### Extracted text
========
From the real kitchen, Bailey scarfed down her roast beef and brussels sprouts with pomegranate seeds, reluctantly eating the roast potatoes after pushing them to the side of her plate. And of course she devoured fistfuls of Grandma’s cookies.

Beyond the kitchen, Bailey was an extremely gracious gift opener- thrilled not only with her toys, but also with the tube of Sesame Street socks and various sets of clothes that she was given. She wanted to wear everything once she opened it, and while we were able to fit two shirts on top of each other, we couldn’t quite accommodate the two-sweatshirt or three-pairs-of-socks requests.

She was excited to be able to Facetime her other “Poppas” who we weren’t able to see in person out of COVID precaution.

We closed out the night after Bailey was asleep by eating cookies and watching my favorite Christmas movie: Miracle on 34th Street. It’s taken on a bit of a new meaning for me now, as it has shifted from a childlike vision of the unjust persecution of the real Santa Claus to an adult tale of a sweet man’s struggles with mental illness.

What I appreciate about this movie is that it shows the thin line between sanity and insanity, between objective truth and subjective experience, between meticulously woven fiction and chaotic, sometimes inexplicable reality.

Nothing fantastical happens in this movie. Everything is grounded firmly in the real world. And yet one person’s creative and wishful interpretation of reality turns things upside down for an entire city of people.

As I mentioned, it seems like the most likely explanation for this behavior is that he was mentally ill. I don’t pretend to know what Kris Kringle’s formal diagnosis would be, but I’m reminded of a quote that @bipolar.psychologist posted on Instagram: “It’s ok to regret what your manic self did and be jealous of the mindset that led you to do those things.”

I’m jealous of the mindset that led Kris Kringle to become Santa Claus. I’ve often described my ideal state during mania to be one of “chaotic good.” This is something I don’t always achieve, but through spontaneous charitable donations, buying breakfast for people off the street, and sending unfiltered messages of love to people, I do try to channel my boundless manic energy into making the word a better place.

It’s been a bit sad, then, to come back to reality and watch my self-consciousness or pragmatism or cynicism return and snuff out the chaotic good, replacing it with a safe neutrality.

In today’s world, Kris Kringle would almost certainly be medicated, rather than left to his own devices to sow seeds of Christmas cheer. While I know this would be necessary (psychosis is unpredictable and there is no way to know what kind of turn his delusion could take), it also feels necessary to acknowledge the ironic tragedy of needing to “cure” someone of a delusion rooted in kindness.
========
### Information provided

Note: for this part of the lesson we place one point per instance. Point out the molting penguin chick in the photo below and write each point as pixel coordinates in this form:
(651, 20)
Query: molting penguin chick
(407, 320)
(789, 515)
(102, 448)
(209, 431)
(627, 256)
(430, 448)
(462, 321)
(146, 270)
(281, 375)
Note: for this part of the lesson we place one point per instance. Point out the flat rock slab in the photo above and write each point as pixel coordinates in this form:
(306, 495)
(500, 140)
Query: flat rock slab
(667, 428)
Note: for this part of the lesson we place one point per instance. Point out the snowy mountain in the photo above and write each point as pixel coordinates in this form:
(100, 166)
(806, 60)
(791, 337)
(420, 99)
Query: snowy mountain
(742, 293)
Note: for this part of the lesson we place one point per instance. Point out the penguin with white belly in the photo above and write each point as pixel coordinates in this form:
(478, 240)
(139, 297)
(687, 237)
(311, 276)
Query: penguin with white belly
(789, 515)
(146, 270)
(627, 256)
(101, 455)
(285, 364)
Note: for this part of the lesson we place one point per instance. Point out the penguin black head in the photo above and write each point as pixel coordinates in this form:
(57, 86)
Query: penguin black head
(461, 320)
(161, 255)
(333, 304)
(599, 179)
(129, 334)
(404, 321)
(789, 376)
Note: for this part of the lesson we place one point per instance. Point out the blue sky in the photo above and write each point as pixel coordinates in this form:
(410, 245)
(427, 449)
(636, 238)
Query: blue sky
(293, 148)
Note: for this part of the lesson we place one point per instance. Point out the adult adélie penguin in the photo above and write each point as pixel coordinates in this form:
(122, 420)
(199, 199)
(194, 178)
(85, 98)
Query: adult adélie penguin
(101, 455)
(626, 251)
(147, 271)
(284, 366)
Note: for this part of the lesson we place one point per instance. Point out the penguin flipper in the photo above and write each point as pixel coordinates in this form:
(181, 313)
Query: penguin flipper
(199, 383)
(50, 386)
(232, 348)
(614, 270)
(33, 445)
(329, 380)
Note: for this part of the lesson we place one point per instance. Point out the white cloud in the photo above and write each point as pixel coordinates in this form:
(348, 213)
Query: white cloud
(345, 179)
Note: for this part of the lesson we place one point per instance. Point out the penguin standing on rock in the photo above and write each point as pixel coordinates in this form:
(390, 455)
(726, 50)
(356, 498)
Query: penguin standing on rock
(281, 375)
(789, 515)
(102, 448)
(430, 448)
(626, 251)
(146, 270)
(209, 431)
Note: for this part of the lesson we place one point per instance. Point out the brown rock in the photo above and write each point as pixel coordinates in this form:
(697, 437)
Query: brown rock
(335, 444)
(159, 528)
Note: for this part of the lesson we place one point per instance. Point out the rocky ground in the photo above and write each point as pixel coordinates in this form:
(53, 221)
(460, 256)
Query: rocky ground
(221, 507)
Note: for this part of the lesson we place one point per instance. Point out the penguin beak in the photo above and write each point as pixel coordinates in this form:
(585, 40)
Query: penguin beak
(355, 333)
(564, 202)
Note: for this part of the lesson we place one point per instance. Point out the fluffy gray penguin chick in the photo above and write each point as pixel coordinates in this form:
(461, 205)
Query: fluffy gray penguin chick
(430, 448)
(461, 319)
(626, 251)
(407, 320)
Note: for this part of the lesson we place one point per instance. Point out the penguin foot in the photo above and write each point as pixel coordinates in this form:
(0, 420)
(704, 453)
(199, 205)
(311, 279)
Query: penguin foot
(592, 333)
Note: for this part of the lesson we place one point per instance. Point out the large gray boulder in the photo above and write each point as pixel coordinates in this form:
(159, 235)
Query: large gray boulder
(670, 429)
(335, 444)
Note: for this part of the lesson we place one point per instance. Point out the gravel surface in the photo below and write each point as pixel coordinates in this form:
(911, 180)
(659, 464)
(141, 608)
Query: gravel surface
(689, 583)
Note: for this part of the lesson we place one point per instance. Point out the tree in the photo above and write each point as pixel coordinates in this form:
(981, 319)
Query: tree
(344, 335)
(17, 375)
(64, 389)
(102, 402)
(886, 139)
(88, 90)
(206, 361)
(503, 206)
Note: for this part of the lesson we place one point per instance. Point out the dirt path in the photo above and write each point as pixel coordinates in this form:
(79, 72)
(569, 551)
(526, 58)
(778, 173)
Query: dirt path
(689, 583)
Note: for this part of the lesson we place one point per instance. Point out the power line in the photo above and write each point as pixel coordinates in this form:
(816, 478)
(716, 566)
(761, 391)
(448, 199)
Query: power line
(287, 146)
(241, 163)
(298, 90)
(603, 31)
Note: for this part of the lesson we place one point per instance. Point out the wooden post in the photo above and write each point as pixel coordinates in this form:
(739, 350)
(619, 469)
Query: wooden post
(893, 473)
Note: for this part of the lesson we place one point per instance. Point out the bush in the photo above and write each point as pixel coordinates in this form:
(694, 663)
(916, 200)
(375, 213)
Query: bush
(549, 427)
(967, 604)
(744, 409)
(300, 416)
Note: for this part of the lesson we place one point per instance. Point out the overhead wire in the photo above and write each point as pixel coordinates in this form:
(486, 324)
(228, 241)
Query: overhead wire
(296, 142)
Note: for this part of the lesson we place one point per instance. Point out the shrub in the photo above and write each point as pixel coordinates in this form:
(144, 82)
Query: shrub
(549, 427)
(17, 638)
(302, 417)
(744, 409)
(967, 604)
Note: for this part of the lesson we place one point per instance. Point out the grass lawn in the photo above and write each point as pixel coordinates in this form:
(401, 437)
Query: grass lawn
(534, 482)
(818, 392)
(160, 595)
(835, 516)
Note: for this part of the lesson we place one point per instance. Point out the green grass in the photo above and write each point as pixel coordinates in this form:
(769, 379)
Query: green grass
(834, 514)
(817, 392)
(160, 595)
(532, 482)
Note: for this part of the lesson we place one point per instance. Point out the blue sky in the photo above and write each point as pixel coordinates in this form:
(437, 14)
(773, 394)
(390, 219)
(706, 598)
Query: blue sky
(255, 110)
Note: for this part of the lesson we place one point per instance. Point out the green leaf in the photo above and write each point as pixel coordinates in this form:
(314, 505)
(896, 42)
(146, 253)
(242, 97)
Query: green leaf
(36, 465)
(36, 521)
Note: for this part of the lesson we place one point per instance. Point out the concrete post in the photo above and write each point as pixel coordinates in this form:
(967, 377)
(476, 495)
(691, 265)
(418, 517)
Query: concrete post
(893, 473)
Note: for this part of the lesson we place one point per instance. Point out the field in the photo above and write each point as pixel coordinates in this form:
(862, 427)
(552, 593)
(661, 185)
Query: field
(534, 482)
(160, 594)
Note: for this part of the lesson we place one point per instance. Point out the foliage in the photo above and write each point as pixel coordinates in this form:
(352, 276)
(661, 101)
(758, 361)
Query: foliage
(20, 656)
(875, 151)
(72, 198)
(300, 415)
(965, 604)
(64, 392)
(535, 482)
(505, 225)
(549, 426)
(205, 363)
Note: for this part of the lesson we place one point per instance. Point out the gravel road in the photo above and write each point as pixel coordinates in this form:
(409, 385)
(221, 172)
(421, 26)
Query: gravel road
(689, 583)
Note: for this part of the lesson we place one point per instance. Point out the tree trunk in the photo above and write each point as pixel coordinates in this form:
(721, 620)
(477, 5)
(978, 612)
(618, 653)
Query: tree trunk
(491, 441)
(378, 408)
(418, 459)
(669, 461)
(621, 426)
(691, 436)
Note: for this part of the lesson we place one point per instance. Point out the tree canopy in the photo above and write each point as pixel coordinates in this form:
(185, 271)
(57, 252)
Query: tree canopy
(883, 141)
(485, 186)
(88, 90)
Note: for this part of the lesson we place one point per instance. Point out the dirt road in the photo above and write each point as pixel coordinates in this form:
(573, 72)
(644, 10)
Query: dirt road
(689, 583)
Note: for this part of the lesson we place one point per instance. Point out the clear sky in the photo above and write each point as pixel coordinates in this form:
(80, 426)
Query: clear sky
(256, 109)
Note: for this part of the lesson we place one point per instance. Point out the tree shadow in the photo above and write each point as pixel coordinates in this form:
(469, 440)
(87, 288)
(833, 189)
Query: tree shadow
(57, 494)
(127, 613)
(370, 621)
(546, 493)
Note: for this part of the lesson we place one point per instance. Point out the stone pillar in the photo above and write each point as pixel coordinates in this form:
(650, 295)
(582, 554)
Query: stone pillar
========
### Assignment 1
In the Christmas blog post, why does the writer consider it necessary that Kris Kringle would be medicated today? Answer in one to three sentences.
### Assignment 2
Continue the Christmas blog post from the point where it stops.

### Written answer 1
The writer considers it necessary because psychosis is unpredictable. There is no way to know what kind of turn his delusion could take.

### Written answer 2
Still, the beauty of the movie is that it leaves open the possibility that Kris Kringle was just a mastermind who committed himself to playing a fabricated role so completely in order to bring joy and hope to the children of the world. This choice ruffled feathers and upset the sensibilities of uptight people, but he sought out the people that were generous enough to protect him and live with him in a world of his own creation.

In the end, one of the lessons of the movie is that we can never quite know what’s going on inside someone’s head, or what reality they’re living in. That can be scary, or it can be wondrous- and most often it is a little bit of both. But as the movie wisely says, “Faith is believing in things when common sense tells you not to.”

Just because someone suffers from mental illness, doesn’t mean you can’t believe in their power for good, or appreciate the good they may do while symptomatic. It doesn’t mean there aren’t lessons to be learned from the way they live within their own reality, even if that reality doesn’t match yours.

After all, while the symptoms of psychosis may take people out of reality mentally, one does not cease to exist when they go psychotic. They continue to interact with the real world while having one foot outside of it. Thus the condition of psychosis is part of the reality we all live in- you just may not have knowingly crossed paths with it yet. So I’d encourage you to leave your heart open to the possibility that one day you may come across your own Santa Claus, and it will be up to you to decide whether or not he is real.